> _REQUIRED TASK_
Rescale the stretch of data below that opens with the line containing "[tag] knurled metal" and closes with the line containing "(1020, 517)", writing out every line of it with the text lines unchanged and each point coordinate multiplied by 2.5 and rounded to a whole number, halves up. Return only those lines.

> _DATASET RECORDS_
* begin *

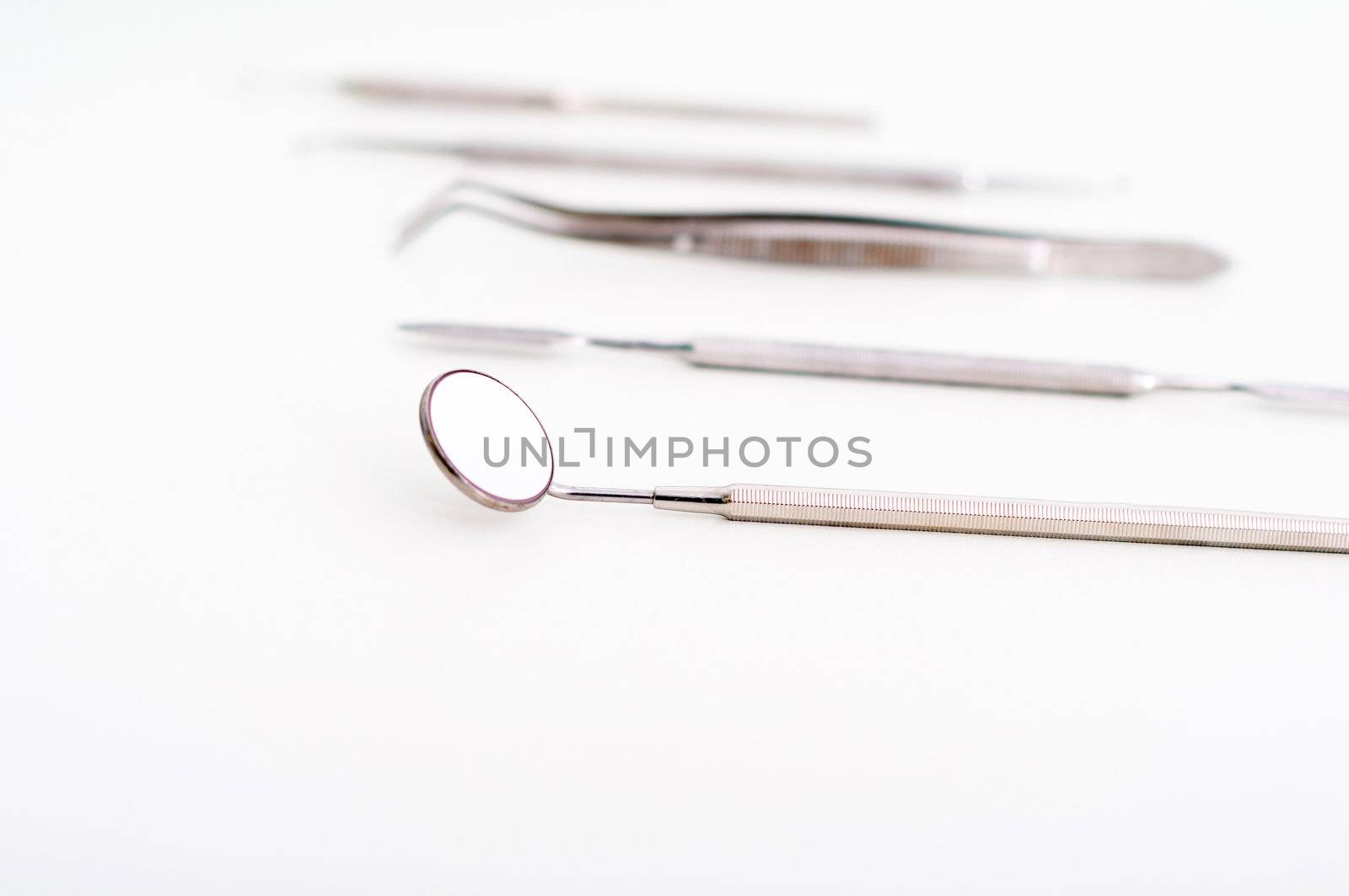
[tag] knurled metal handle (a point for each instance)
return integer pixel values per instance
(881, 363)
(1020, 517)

* end *
* begin *

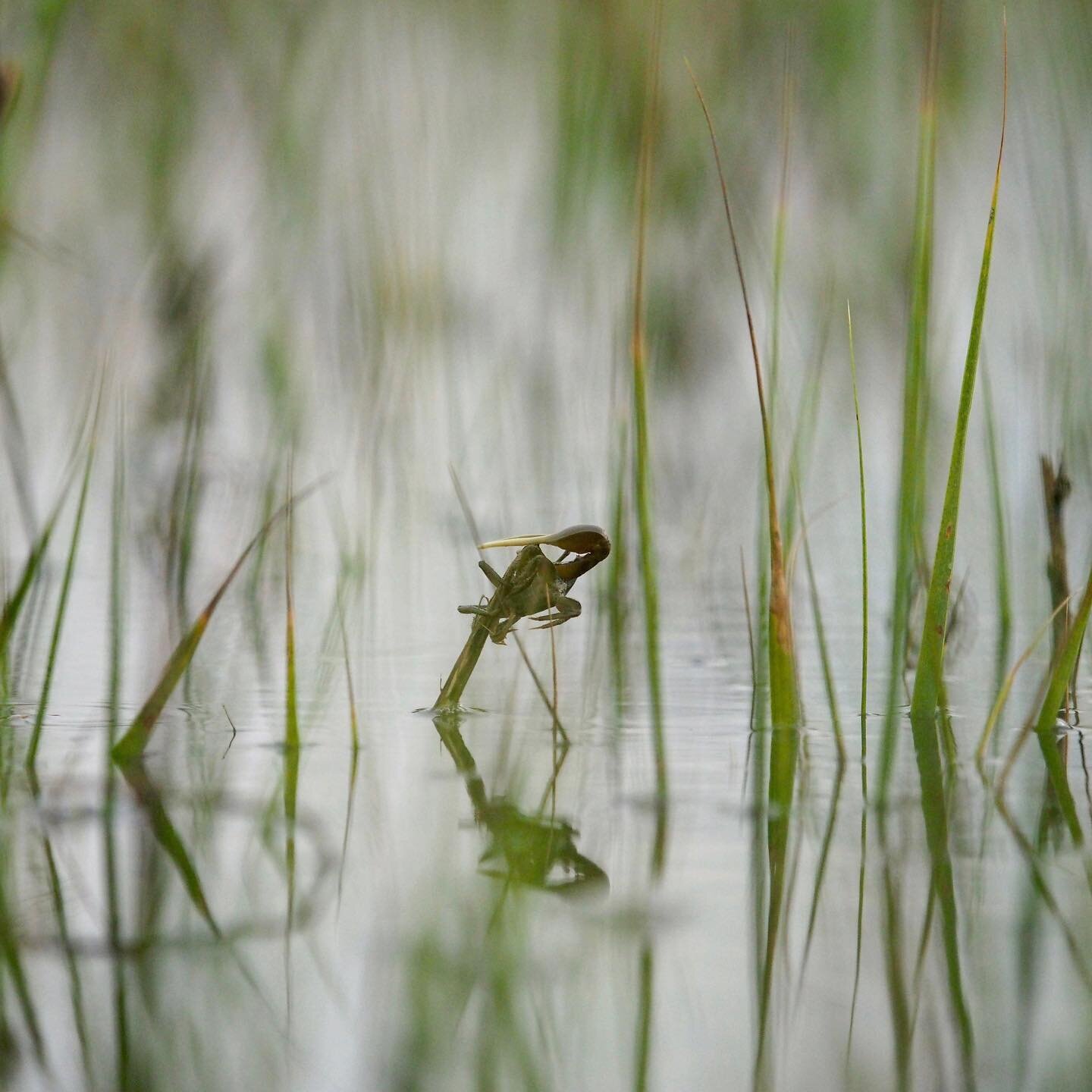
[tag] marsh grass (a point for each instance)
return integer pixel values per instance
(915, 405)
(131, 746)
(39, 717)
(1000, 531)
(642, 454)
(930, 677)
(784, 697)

* end *
* begin *

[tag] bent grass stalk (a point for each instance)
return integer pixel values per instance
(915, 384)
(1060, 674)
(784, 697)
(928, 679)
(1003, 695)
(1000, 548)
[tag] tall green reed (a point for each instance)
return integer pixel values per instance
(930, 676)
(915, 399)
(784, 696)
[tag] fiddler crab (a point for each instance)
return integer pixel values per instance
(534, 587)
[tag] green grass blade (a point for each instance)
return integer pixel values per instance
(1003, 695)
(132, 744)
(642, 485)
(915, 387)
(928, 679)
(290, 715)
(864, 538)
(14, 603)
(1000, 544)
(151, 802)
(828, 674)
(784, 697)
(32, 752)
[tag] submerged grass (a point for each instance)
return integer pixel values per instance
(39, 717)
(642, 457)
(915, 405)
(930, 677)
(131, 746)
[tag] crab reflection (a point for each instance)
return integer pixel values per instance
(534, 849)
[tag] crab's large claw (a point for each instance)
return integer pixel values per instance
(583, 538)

* end *

> _TASK SOLUTION_
[tag] knurled metal handle (a point for each instance)
return integer pixel values per instance
(2203, 908)
(2550, 1293)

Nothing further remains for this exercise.